**What to do:** Output each line exactly as written, from the first line of the records to the line bearing "box: [25, 17, 46, 49]", inclusive, while leaving every picture out.

**Stored data entries:**
"""
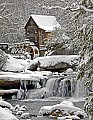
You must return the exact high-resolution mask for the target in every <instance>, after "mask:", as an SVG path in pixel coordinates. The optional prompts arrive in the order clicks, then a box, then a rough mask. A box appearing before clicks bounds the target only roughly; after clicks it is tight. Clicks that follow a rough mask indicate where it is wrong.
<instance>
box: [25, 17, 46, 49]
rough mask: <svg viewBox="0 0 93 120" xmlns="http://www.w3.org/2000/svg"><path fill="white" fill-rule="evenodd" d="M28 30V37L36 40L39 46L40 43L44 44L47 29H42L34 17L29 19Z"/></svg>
mask: <svg viewBox="0 0 93 120" xmlns="http://www.w3.org/2000/svg"><path fill="white" fill-rule="evenodd" d="M25 31H26V38H27V39H29V40H30V41H31V42H34V43H35V45H37V46H38V47H39V45H43V44H44V39H45V31H44V30H43V29H40V28H39V27H38V26H37V25H36V23H35V21H34V20H33V19H32V17H31V18H30V19H29V21H28V22H27V24H26V26H25Z"/></svg>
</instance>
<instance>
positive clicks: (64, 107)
mask: <svg viewBox="0 0 93 120" xmlns="http://www.w3.org/2000/svg"><path fill="white" fill-rule="evenodd" d="M56 109H60V110H64V111H65V112H68V113H71V112H75V111H82V109H80V108H78V107H75V106H74V105H73V103H71V102H68V101H63V102H61V103H60V104H56V105H53V106H43V107H41V109H40V111H39V114H40V115H44V114H50V113H51V112H52V111H53V110H56Z"/></svg>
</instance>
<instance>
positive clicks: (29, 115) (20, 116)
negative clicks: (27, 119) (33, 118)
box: [20, 113, 30, 119]
mask: <svg viewBox="0 0 93 120" xmlns="http://www.w3.org/2000/svg"><path fill="white" fill-rule="evenodd" d="M20 118H22V119H29V118H30V114H29V113H22V115H21V116H20Z"/></svg>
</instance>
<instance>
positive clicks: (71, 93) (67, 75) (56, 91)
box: [44, 72, 87, 98]
mask: <svg viewBox="0 0 93 120" xmlns="http://www.w3.org/2000/svg"><path fill="white" fill-rule="evenodd" d="M84 82H85V81H79V80H76V73H75V72H73V73H66V74H64V77H63V76H62V77H61V76H58V77H53V78H50V79H49V80H48V81H47V83H46V86H45V88H46V89H47V92H46V94H47V95H46V94H45V95H44V97H49V96H57V97H77V98H78V97H84V95H85V94H86V92H87V91H86V88H85V86H84Z"/></svg>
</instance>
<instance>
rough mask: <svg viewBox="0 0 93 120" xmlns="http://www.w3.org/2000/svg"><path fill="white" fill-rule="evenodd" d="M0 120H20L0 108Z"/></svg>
mask: <svg viewBox="0 0 93 120" xmlns="http://www.w3.org/2000/svg"><path fill="white" fill-rule="evenodd" d="M0 120H18V119H17V118H16V117H15V116H14V115H13V114H12V113H11V112H10V111H8V110H6V109H4V108H1V107H0Z"/></svg>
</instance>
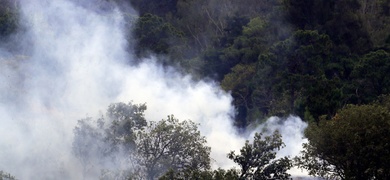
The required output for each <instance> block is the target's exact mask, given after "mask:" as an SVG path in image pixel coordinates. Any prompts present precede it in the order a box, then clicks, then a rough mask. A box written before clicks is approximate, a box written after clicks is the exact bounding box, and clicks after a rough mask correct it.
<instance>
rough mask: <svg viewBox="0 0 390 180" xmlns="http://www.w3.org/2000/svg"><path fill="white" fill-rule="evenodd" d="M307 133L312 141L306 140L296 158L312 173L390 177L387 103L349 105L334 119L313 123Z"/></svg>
mask: <svg viewBox="0 0 390 180" xmlns="http://www.w3.org/2000/svg"><path fill="white" fill-rule="evenodd" d="M387 101H388V100H387ZM387 101H385V102H387ZM306 136H307V137H308V139H309V143H307V144H304V146H303V148H304V150H303V151H302V155H301V156H299V157H296V158H295V160H296V163H297V165H298V166H299V167H301V168H305V169H307V170H308V171H309V173H310V175H315V176H322V177H339V178H341V179H388V178H389V177H390V174H389V172H390V166H389V164H388V163H387V162H388V161H389V160H390V152H389V149H390V143H389V142H390V138H389V137H390V109H389V108H388V107H386V106H383V105H361V106H356V105H349V106H347V107H345V108H343V109H341V110H340V111H339V112H338V113H337V114H336V115H335V116H334V117H333V118H332V119H331V120H324V119H322V120H321V121H320V122H319V124H316V123H312V124H310V125H309V128H308V129H307V130H306Z"/></svg>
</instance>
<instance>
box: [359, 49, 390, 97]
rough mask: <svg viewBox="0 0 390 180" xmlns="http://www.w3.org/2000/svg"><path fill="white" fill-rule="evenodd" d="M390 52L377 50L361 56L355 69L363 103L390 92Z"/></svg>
mask: <svg viewBox="0 0 390 180" xmlns="http://www.w3.org/2000/svg"><path fill="white" fill-rule="evenodd" d="M389 71H390V53H388V52H386V51H384V50H377V51H373V52H370V53H368V54H365V55H364V56H362V57H361V58H360V61H359V62H358V63H357V64H356V66H355V68H354V70H353V76H354V79H355V80H356V81H357V84H358V87H357V90H356V94H357V95H358V96H359V98H360V99H361V100H362V102H363V103H368V102H372V101H373V100H374V99H376V97H377V96H380V95H382V94H388V93H390V78H389V77H388V76H387V72H389Z"/></svg>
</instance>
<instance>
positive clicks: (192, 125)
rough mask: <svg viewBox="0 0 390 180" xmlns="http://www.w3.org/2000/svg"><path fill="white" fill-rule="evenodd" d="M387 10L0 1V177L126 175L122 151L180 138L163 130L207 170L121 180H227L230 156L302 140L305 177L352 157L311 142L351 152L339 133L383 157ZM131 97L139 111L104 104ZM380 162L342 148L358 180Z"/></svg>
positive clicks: (179, 168)
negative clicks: (335, 122)
mask: <svg viewBox="0 0 390 180" xmlns="http://www.w3.org/2000/svg"><path fill="white" fill-rule="evenodd" d="M389 10H390V2H389V1H387V0H373V1H365V0H317V1H311V0H246V1H245V3H243V1H242V0H209V1H201V0H160V1H157V0H92V1H89V0H58V1H53V2H51V1H40V0H15V1H13V0H0V68H1V69H0V70H1V71H0V149H1V150H2V152H1V153H0V170H2V171H0V172H1V176H0V177H1V178H3V177H2V176H4V178H6V176H8V177H7V178H14V177H13V176H15V177H16V178H20V179H31V178H32V177H36V179H82V178H86V179H88V178H92V179H93V177H98V176H101V175H102V176H101V177H102V178H106V179H110V178H112V177H114V176H117V177H125V176H126V175H128V173H131V171H128V170H129V168H128V167H129V166H128V158H130V157H131V158H137V155H136V154H132V153H129V152H137V151H139V152H140V153H139V154H138V155H140V154H142V151H143V152H146V149H147V148H146V147H153V146H160V145H159V144H158V143H157V144H153V143H147V142H152V141H153V139H156V138H157V139H158V137H164V138H166V139H172V138H173V139H174V138H176V136H182V135H175V133H173V134H169V133H167V134H161V132H165V131H158V129H159V128H162V129H171V131H173V132H176V133H178V134H181V133H184V134H187V131H182V130H181V129H180V128H181V127H184V130H189V131H191V132H193V133H195V134H196V136H194V137H196V138H195V140H194V141H195V142H199V144H198V145H199V146H195V147H198V148H196V149H194V151H190V152H189V154H194V153H195V154H198V153H200V154H204V155H205V154H207V157H208V155H209V158H210V159H209V160H207V158H206V161H210V162H208V163H209V164H208V165H205V164H202V163H201V164H202V165H199V164H198V165H199V166H201V168H200V169H202V168H203V169H202V170H199V169H197V170H193V169H192V170H191V169H189V168H185V169H183V168H182V167H177V166H171V165H167V163H166V161H171V162H172V161H174V160H173V159H170V158H171V156H165V157H164V156H161V157H163V158H162V159H160V158H156V161H140V163H139V164H137V163H136V164H133V165H132V168H133V169H131V168H130V169H131V170H135V169H137V168H144V167H142V166H141V165H146V164H149V165H151V164H153V166H156V168H151V169H153V171H156V172H158V173H157V174H154V175H152V176H150V177H157V176H163V178H168V179H169V177H177V178H182V177H184V176H183V174H184V175H186V176H187V177H191V176H192V177H194V176H202V177H211V178H218V177H222V176H224V177H225V178H229V177H230V178H237V176H239V175H240V174H239V173H238V172H239V171H237V170H234V169H233V170H232V169H231V168H232V167H233V166H235V164H234V162H233V161H231V160H229V159H228V157H227V153H228V152H230V151H236V152H238V151H239V149H240V148H242V147H243V146H244V147H249V146H250V144H248V143H252V141H251V142H248V143H247V144H244V143H245V141H246V139H255V140H256V138H255V137H258V136H257V135H255V134H256V132H258V133H261V132H263V133H265V134H264V135H265V136H270V135H272V133H273V132H274V131H275V130H278V131H279V132H280V134H281V136H282V140H283V142H284V144H286V148H284V149H281V150H280V151H278V154H277V155H276V157H277V158H282V157H284V156H286V155H290V156H295V155H297V153H298V152H299V151H300V150H301V149H300V147H301V144H302V143H304V142H305V143H306V145H305V146H304V150H303V155H304V157H306V159H304V158H303V159H302V156H301V159H297V158H296V160H299V161H298V165H300V166H301V167H303V168H305V167H308V166H305V165H308V163H309V164H310V163H313V162H314V163H318V162H316V161H311V160H313V159H311V158H317V157H318V154H322V153H324V154H327V155H329V156H333V155H334V154H335V153H336V154H337V153H340V152H341V150H343V148H345V149H344V150H346V151H349V150H348V148H349V147H348V146H346V147H344V146H343V147H339V146H336V147H334V146H333V145H334V144H332V143H330V144H326V143H325V142H324V143H325V145H324V144H321V143H322V142H321V140H324V139H333V140H334V142H335V143H336V144H337V143H341V142H342V143H347V142H344V141H341V140H340V138H339V137H338V135H339V136H343V137H344V136H345V137H350V134H342V133H343V132H345V131H344V130H343V129H349V132H356V133H357V134H359V133H361V131H360V130H359V128H360V127H361V128H362V129H363V131H367V132H366V133H367V136H368V135H369V136H370V137H371V135H372V136H374V137H377V138H374V139H375V140H371V139H368V137H366V136H360V135H359V136H357V137H359V138H360V139H362V140H361V141H357V140H356V139H353V138H352V139H351V138H350V139H349V140H348V141H351V143H352V141H353V142H354V143H356V144H352V145H353V147H354V148H353V149H356V148H355V145H356V146H359V147H361V149H363V150H367V149H368V150H372V149H376V150H378V149H379V150H380V149H386V148H387V146H386V143H387V144H389V143H390V142H388V141H389V140H388V139H386V138H384V137H381V136H377V135H375V134H370V133H368V131H370V132H371V131H376V128H377V127H378V125H376V123H379V124H380V123H383V124H386V123H388V122H389V121H390V120H389V118H388V117H387V115H386V113H387V111H388V110H387V109H388V107H387V106H388V105H387V104H386V102H387V101H386V100H383V99H381V98H378V97H383V95H387V94H389V90H390V80H389V76H388V72H389V63H390V61H389V60H390V58H389V57H390V56H389V52H390V49H389V42H390V40H389V39H390V27H389V24H390V23H389V21H390V17H389V16H390V11H389ZM131 100H132V102H136V103H139V102H145V104H133V103H132V102H131V103H128V104H125V103H114V102H129V101H131ZM378 102H381V103H385V104H380V103H379V104H378ZM112 103H114V104H112ZM110 104H111V105H110ZM107 107H108V109H107ZM146 107H148V110H147V111H146ZM370 108H372V109H370ZM106 109H107V113H106ZM379 110H380V113H379V112H378V113H379V115H378V114H375V113H374V112H376V111H379ZM357 111H364V112H366V111H367V113H364V115H357V114H356V112H357ZM99 112H100V113H99ZM126 113H129V114H126ZM371 113H374V114H371ZM381 113H382V114H381ZM169 114H174V115H175V116H174V117H173V116H169V117H168V119H163V120H162V121H158V120H160V119H162V117H166V115H169ZM340 115H343V118H340ZM275 116H278V117H280V118H277V117H275ZM299 117H300V118H299ZM301 118H302V119H303V121H302V120H301ZM359 118H362V119H359ZM80 119H81V120H80ZM186 119H189V120H188V121H184V120H186ZM77 120H80V121H77ZM336 120H337V121H336ZM349 121H351V122H356V123H359V122H360V123H362V124H360V125H356V126H353V125H349V124H348V123H347V122H349ZM306 122H309V123H308V124H309V128H308V130H307V131H306V136H307V137H308V139H302V138H303V137H302V136H303V131H304V129H305V128H306V127H307V124H306ZM334 122H340V124H336V125H335V126H334V127H333V126H332V124H333V123H334ZM193 123H194V124H193ZM365 125H367V126H365ZM341 127H343V129H338V128H341ZM381 127H383V128H384V129H381V131H380V132H382V133H383V134H384V135H385V134H386V133H388V132H389V127H388V126H384V125H381ZM327 128H328V129H329V131H327V130H326V129H327ZM324 129H325V130H324ZM372 129H374V130H372ZM198 131H199V132H198ZM266 132H267V133H268V134H267V133H266ZM327 133H329V134H327ZM183 136H184V135H183ZM190 137H192V136H189V137H188V138H189V139H191V138H190ZM262 137H263V136H262ZM351 137H352V136H351ZM354 140H356V141H354ZM376 140H379V142H377V141H376ZM194 141H191V142H194ZM368 141H370V142H372V144H371V143H369V142H368ZM141 142H143V143H144V144H143V145H145V146H137V144H139V143H141ZM182 142H183V144H185V143H186V141H182ZM145 143H146V144H145ZM382 143H383V144H382ZM147 145H148V146H147ZM176 145H177V146H175V147H177V148H178V149H183V148H184V147H179V146H180V145H182V144H176ZM328 145H329V146H328ZM352 145H351V146H352ZM188 146H190V145H188ZM323 146H327V147H329V149H323V148H321V147H323ZM142 147H144V149H142ZM332 147H334V149H332ZM139 148H141V149H139ZM172 148H173V147H172ZM208 148H210V149H208ZM174 149H175V148H174ZM340 149H341V150H340ZM156 150H157V149H156ZM339 150H340V152H338V151H339ZM368 150H367V151H368ZM114 152H115V153H114ZM156 152H157V151H156ZM162 152H167V153H168V154H169V153H171V152H172V151H171V149H170V148H168V149H167V151H162ZM342 152H344V151H342ZM342 152H341V153H342ZM378 152H380V153H379V154H381V155H379V156H375V157H366V156H363V155H361V154H355V152H352V151H351V153H352V154H351V158H356V159H360V160H361V161H362V162H366V160H368V161H367V162H366V163H365V164H371V165H372V166H370V167H368V170H367V174H364V175H359V176H356V177H364V178H365V177H369V178H379V177H387V176H388V175H387V174H383V173H382V174H381V172H382V171H385V170H386V168H387V169H388V167H387V166H384V165H383V164H380V163H379V161H384V162H387V161H390V159H389V157H388V155H387V154H386V153H383V152H381V151H378ZM305 153H306V154H305ZM146 154H148V153H146ZM146 154H145V153H144V155H146ZM123 155H129V156H127V159H126V158H123V157H124V156H123ZM182 155H183V154H182ZM187 155H188V154H187ZM301 155H302V154H301ZM352 155H354V156H352ZM355 155H356V156H355ZM382 155H383V156H382ZM145 157H147V156H145ZM186 157H187V156H186ZM200 157H202V156H200ZM231 157H235V156H231ZM237 157H238V156H237ZM336 157H338V156H336ZM321 158H323V159H322V160H325V161H326V162H328V163H329V164H328V165H331V166H332V167H333V166H334V167H336V168H338V165H339V164H337V163H334V162H333V161H330V160H329V159H326V158H327V157H326V156H325V157H321ZM321 158H320V159H321ZM324 158H325V159H324ZM185 159H188V158H185ZM233 159H234V158H233ZM149 160H150V159H149ZM175 160H176V159H175ZM203 160H205V159H203ZM317 160H318V159H317ZM289 163H290V162H289ZM289 163H285V164H286V165H288V167H289V166H290V164H289ZM299 163H300V164H299ZM305 163H306V164H305ZM168 164H169V163H168ZM206 164H207V163H206ZM352 164H353V162H352ZM317 165H318V164H317ZM96 166H99V168H94V167H96ZM124 167H126V168H124ZM157 167H158V168H157ZM286 167H287V166H286ZM102 169H104V171H101V170H102ZM147 169H148V168H146V171H145V172H147V171H148V170H147ZM306 169H307V170H308V171H309V173H311V174H312V175H320V176H322V175H324V176H325V175H329V172H321V173H318V171H316V169H311V168H306ZM21 170H23V172H21ZM198 170H199V171H198ZM328 170H329V171H331V169H328ZM151 171H152V170H151ZM365 171H366V170H365ZM102 172H103V173H102ZM165 172H166V174H165ZM338 172H342V173H344V175H343V176H340V177H355V176H354V175H356V174H358V173H357V172H353V171H350V169H348V168H338ZM8 173H10V174H8ZM295 173H296V172H295ZM88 174H90V175H88ZM297 174H299V172H298V173H297Z"/></svg>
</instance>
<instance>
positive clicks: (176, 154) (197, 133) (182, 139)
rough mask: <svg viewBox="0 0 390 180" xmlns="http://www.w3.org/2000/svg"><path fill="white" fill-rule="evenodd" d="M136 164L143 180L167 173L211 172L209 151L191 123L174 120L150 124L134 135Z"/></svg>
mask: <svg viewBox="0 0 390 180" xmlns="http://www.w3.org/2000/svg"><path fill="white" fill-rule="evenodd" d="M137 137H138V139H137V145H138V146H137V154H138V157H139V158H138V163H139V164H140V165H141V166H143V167H144V169H145V174H146V178H147V179H149V180H153V179H155V178H158V177H160V176H161V175H163V174H164V173H166V172H167V171H168V170H173V171H176V172H184V171H201V170H207V169H209V168H210V157H209V155H210V147H207V146H206V139H205V137H204V136H201V135H200V132H199V130H198V128H197V125H196V124H195V123H193V122H191V121H182V122H179V120H178V119H176V118H174V116H168V118H167V119H165V120H161V121H159V122H151V123H150V125H149V126H148V127H147V128H146V129H145V131H140V132H139V133H138V135H137Z"/></svg>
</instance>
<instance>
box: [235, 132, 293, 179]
mask: <svg viewBox="0 0 390 180" xmlns="http://www.w3.org/2000/svg"><path fill="white" fill-rule="evenodd" d="M261 136H262V134H259V133H256V134H255V137H254V140H253V143H249V141H247V142H246V143H245V145H244V147H242V148H241V150H240V154H235V152H234V151H232V152H230V153H229V154H228V157H229V159H231V160H233V161H234V162H235V163H237V164H238V165H239V166H240V168H241V169H240V174H239V177H238V179H242V180H244V179H249V180H250V179H289V177H290V174H288V173H287V170H289V169H290V168H291V167H292V164H291V160H290V159H289V158H287V157H283V158H280V159H276V160H275V158H276V151H277V150H280V148H282V147H283V146H284V144H283V142H282V138H281V135H280V134H279V132H277V131H275V132H274V134H273V135H272V136H265V137H264V139H262V137H261Z"/></svg>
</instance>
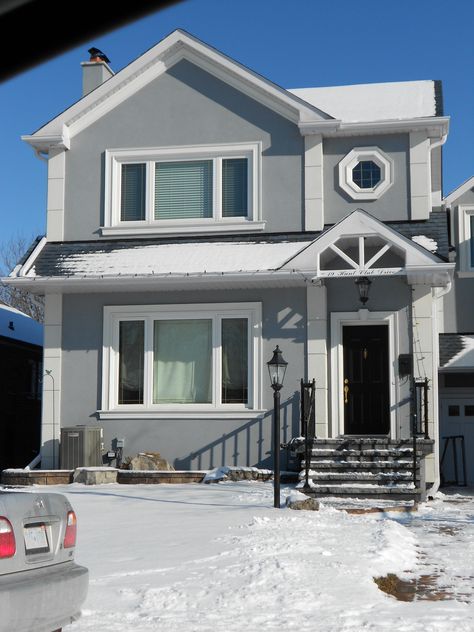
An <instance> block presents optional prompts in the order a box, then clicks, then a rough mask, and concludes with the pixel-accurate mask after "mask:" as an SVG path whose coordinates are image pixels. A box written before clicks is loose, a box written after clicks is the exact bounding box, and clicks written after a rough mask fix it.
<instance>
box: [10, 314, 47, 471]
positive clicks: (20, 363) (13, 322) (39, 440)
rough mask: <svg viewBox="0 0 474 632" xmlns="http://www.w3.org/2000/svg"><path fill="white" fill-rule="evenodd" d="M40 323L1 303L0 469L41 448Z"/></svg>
mask: <svg viewBox="0 0 474 632" xmlns="http://www.w3.org/2000/svg"><path fill="white" fill-rule="evenodd" d="M42 356H43V326H42V325H41V324H40V323H37V322H36V321H35V320H33V319H32V318H30V317H29V316H27V315H26V314H23V313H22V312H20V311H19V310H17V309H15V308H14V307H9V306H8V305H4V304H3V303H0V401H1V402H2V404H1V411H0V425H1V436H2V440H1V441H0V471H1V470H3V469H5V468H7V467H25V466H26V465H28V464H29V463H30V462H31V461H32V460H33V459H34V458H35V456H37V455H38V453H39V451H40V437H41V389H42V364H43V363H42V359H43V358H42Z"/></svg>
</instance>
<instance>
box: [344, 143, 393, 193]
mask: <svg viewBox="0 0 474 632" xmlns="http://www.w3.org/2000/svg"><path fill="white" fill-rule="evenodd" d="M363 163H365V165H364V164H363ZM370 163H372V164H370ZM356 167H361V168H363V167H368V168H369V170H370V168H372V171H373V172H375V171H376V172H377V177H376V180H377V182H376V183H375V184H374V185H373V186H370V184H368V182H367V181H366V182H365V186H363V187H362V186H360V185H359V184H358V183H357V182H355V180H354V169H356ZM378 170H380V175H379V173H378ZM356 171H358V170H357V169H356ZM392 184H393V160H392V159H391V158H390V157H389V156H387V154H386V153H385V152H383V151H382V150H381V149H380V148H379V147H354V149H352V150H351V151H350V152H349V153H348V154H347V156H344V158H343V159H342V160H341V162H340V163H339V186H340V187H341V189H342V190H343V191H345V192H346V193H347V194H348V195H349V196H350V197H351V198H352V199H353V200H377V199H378V198H379V197H381V196H382V195H383V194H384V193H385V191H387V190H388V189H389V188H390V187H391V186H392Z"/></svg>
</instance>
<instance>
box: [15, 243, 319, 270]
mask: <svg viewBox="0 0 474 632" xmlns="http://www.w3.org/2000/svg"><path fill="white" fill-rule="evenodd" d="M309 243H311V242H310V241H296V242H287V241H285V242H278V243H267V242H264V243H255V242H245V243H241V242H235V243H228V242H202V243H178V244H140V243H139V242H135V243H134V244H132V245H130V244H125V245H124V244H122V245H121V244H110V243H109V244H107V246H105V244H97V246H96V245H95V244H94V246H93V247H90V248H79V249H75V250H73V251H70V252H68V253H67V255H63V256H61V258H60V261H59V262H58V263H57V265H56V269H55V275H59V276H104V277H106V276H113V277H116V276H120V275H140V276H142V275H152V274H153V275H172V274H175V275H194V274H203V273H218V274H222V273H232V272H260V271H269V270H275V269H277V268H279V267H280V266H281V265H282V264H283V263H284V262H285V261H286V260H287V259H289V258H290V257H292V256H293V255H294V254H296V253H297V252H299V251H300V250H301V249H302V248H304V247H305V246H307V245H308V244H309ZM38 274H39V275H41V270H40V269H37V266H36V265H34V266H32V268H31V269H30V270H29V271H28V273H27V275H26V276H27V277H34V276H36V275H38Z"/></svg>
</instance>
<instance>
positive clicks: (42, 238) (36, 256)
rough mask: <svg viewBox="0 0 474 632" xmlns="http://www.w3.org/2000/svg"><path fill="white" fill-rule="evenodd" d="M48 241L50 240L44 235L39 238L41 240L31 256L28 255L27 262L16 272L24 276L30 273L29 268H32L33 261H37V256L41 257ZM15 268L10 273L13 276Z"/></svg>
mask: <svg viewBox="0 0 474 632" xmlns="http://www.w3.org/2000/svg"><path fill="white" fill-rule="evenodd" d="M47 241H48V240H47V239H46V237H42V238H41V239H40V240H39V242H38V243H37V244H36V246H35V247H34V248H33V251H32V253H31V254H30V256H29V257H28V259H27V260H26V261H25V263H24V264H23V265H22V266H21V267H20V268H19V270H18V271H17V273H16V274H17V275H18V276H19V277H24V276H25V275H26V274H27V273H28V271H29V269H30V268H31V266H32V265H33V263H34V262H35V261H36V259H37V257H39V255H40V253H41V251H42V250H43V248H44V247H45V246H46V243H47ZM15 270H16V268H15ZM15 270H14V271H13V272H12V273H11V274H10V277H12V276H13V275H14V274H15Z"/></svg>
"""
**Your response:**
You must return the exact high-resolution mask for the target in every <instance>, after "mask:", as an SVG path in pixel coordinates. The optional prompts arrive in the order clicks, then a box, then a rough mask. A box appearing before clicks bounds the target only roughly; after clicks it is tight. Clicks that follow a rough mask indicate where it is wrong.
<instance>
box: [25, 17, 46, 49]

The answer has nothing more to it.